___ Given passage ___
Niel-Asher Technique
Treat your Frozen Shoulder using the Niel-Asher Technique. It is a “natural” method of frozen shoulder treatment that does not involve any drug or surgery.
What is Frozen Shoulder ?
Frozen Shoulder (also known as adhesive capsulitis) is a condition where the shoulder joint (capsule) becomes inflamed, which leads to shoulder pain and in a decrease range of motion (stiffness).
The fluid located in the shoulder capsule that helps create unrestrictive rotation and moment. Frozen Shoulder reduces the amount of this fluid which then restricts shoulder rotation, movement and increases pain.
How do you treat Frozen Shoulder?
Conventional approaches to treating Frozen Shoulder involve painful injections, months of physical therapy and/or surgery.
Traditional physical therapies (physiotherapy, chiropractic, osteopathy) attempt to improve the range of motion by forcing the shoulder through the blockage; this can make things considerably worse, and is not how the Niel-Asher Technique works.
What is the Niel-Asher Technique?
The Niel-Asher Technique (NAT) is a treament specifically designed for those who suffer from Frozen Shoulder.
This treament involves a specific sequence of massaging strokes, shoulder movements and pressure points to restore function to the shoulder joints and soft-tissues.
What’s different about the Niel-Asher approach?
The Niel-Asher Technique works differently. In a frozen shoulder there is excessive inflammation and the brain starts to recruit the ‘wrong’ muscles to move the shoulder.
The Niel-Asher Technique ‘fools’ the body/brain into healing itself by addressing the pain and stiffness. Initially the technique aims to reduce the pain, by treating the swelling around various shoulder tendons.
Following this, the technique moves on to rapidly ‘defrost’ and improve the range of shoulder motion by stimulating a unique sequence of reflexes hidden within the muscles. This works on the parts of the brain that co-ordinate the shoulder muscles. One reflex is triggered against another in a choreographed sequence. We do not force the arm; instead you keep it still whilst we apply the pressure.
Patients treated with this technique should feel an improvement with each treatment.
___ Data shown ___
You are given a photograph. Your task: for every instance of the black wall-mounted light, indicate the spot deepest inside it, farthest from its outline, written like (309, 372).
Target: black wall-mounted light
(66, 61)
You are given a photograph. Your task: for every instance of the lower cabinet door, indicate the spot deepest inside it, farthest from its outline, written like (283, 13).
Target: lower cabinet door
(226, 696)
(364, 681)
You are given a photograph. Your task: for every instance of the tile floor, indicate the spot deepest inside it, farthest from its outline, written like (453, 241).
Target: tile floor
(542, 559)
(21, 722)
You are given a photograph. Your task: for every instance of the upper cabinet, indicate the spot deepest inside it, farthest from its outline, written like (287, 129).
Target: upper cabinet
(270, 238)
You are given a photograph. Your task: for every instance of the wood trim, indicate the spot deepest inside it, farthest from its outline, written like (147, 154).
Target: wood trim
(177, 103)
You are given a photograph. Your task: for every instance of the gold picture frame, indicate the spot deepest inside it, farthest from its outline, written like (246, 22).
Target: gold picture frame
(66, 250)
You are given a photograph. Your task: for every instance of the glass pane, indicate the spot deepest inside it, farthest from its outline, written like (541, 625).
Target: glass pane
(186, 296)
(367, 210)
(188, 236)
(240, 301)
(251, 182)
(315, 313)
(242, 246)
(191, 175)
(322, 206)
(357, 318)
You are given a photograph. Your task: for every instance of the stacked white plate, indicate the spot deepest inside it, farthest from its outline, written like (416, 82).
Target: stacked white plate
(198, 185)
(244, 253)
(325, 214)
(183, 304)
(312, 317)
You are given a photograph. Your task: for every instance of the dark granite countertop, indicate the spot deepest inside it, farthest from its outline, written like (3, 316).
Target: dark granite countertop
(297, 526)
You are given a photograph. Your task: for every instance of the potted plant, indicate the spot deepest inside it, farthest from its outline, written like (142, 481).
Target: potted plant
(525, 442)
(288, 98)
___
Brief 1: From the text on the Niel-Asher Technique, copy the passage between "Conventional approaches to" and "joints and soft-tissues.", inclusive.
Brief 2:
Answer these questions using the text on the Niel-Asher Technique:
(a) What is another name for Frozen Shoulder?
(b) Which three things make up the specific sequence used in the treatment?
(c) What does the technique initially aim to reduce, and by treating what?

Task response 1:
Conventional approaches to treating Frozen Shoulder involve painful injections, months of physical therapy and/or surgery.
Traditional physical therapies (physiotherapy, chiropractic, osteopathy) attempt to improve the range of motion by forcing the shoulder through the blockage; this can make things considerably worse, and is not how the Niel-Asher Technique works.
What is the Niel-Asher Technique?
The Niel-Asher Technique (NAT) is a treament specifically designed for those who suffer from Frozen Shoulder.
This treament involves a specific sequence of massaging strokes, shoulder movements and pressure points to restore function to the shoulder joints and soft-tissues.

Task response 2:
(a) Adhesive capsulitis.
(b) Massaging strokes, shoulder movements and pressure points.
(c) It aims to reduce the pain by treating the swelling around various shoulder tendons.